§ Exercise directions: Every line of the data is to be transcribed without error.

[Saved entries]
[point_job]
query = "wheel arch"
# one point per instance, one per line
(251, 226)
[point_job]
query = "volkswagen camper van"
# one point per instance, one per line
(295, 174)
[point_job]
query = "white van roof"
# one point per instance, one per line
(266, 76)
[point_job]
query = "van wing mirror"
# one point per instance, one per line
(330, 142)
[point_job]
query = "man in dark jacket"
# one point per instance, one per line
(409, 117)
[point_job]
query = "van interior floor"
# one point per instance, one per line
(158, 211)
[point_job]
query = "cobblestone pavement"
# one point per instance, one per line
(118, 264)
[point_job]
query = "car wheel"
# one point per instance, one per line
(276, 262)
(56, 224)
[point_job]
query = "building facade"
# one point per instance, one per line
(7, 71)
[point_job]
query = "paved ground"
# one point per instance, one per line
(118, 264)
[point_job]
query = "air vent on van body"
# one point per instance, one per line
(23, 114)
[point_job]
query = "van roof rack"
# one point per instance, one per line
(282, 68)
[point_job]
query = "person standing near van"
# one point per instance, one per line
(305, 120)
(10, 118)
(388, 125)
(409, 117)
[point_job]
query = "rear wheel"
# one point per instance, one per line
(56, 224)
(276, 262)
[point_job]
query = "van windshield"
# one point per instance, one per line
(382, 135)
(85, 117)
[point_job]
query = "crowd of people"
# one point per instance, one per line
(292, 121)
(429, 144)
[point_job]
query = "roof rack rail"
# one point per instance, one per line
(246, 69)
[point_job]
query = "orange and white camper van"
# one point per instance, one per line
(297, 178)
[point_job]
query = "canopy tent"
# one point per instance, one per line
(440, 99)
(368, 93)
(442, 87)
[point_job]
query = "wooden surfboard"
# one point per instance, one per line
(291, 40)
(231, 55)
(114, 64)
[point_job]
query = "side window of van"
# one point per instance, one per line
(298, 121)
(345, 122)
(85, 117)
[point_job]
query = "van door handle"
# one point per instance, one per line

§ Your solution:
[point_job]
query = "wheel arch"
# one point per instance, one per line
(251, 226)
[point_job]
query = "volkswagen camper van"
# one point per instance, one per line
(295, 174)
[point_job]
query = "white van roof"
# one point per instance, one per line
(266, 76)
[point_job]
query = "van wing mirror"
# one point per instance, one per line
(330, 142)
[point_job]
query = "man in dark jacket"
# one point per instance, one per line
(409, 117)
[point_job]
query = "van interior floor"
# one point per instance, one per line
(158, 211)
[point_job]
query = "cobblestone pavement"
# one point per instance, one per line
(118, 264)
[point_job]
query = "car wheel"
# one point per instance, one per line
(276, 262)
(56, 224)
[point_job]
query = "building facade"
# one point per instance, one per line
(7, 71)
[point_job]
query = "paved ground"
# one point per instance, one per line
(118, 264)
[point_job]
query = "air vent on van body"
# one point per instance, one per line
(23, 114)
[point_job]
query = "van roof rack"
# one point per instance, one per line
(282, 68)
[point_job]
query = "person standing near van"
# one point per instance, one per line
(305, 120)
(10, 118)
(388, 125)
(409, 117)
[point_job]
query = "rear wheel"
# one point per instance, one per line
(56, 224)
(276, 262)
[point_job]
query = "van windshield"
# one point per instance, one per line
(382, 135)
(85, 117)
[point_job]
query = "crowd of people"
# one point per instance, one per line
(292, 121)
(429, 144)
[point_job]
query = "roof rack rail"
# one point per instance, one per line
(246, 69)
[point_job]
query = "orange and white camper van"
# one point per instance, one per line
(297, 178)
[point_job]
query = "canopy tent"
# one point per instance, one per line
(440, 99)
(368, 93)
(442, 87)
[point_job]
query = "wooden surfboard"
# one point per instance, one per line
(291, 40)
(231, 55)
(114, 64)
[point_job]
query = "side window of van"
# one point per instance, one per line
(298, 121)
(345, 122)
(85, 117)
[point_job]
query = "van door handle"
# one point per instance, one per line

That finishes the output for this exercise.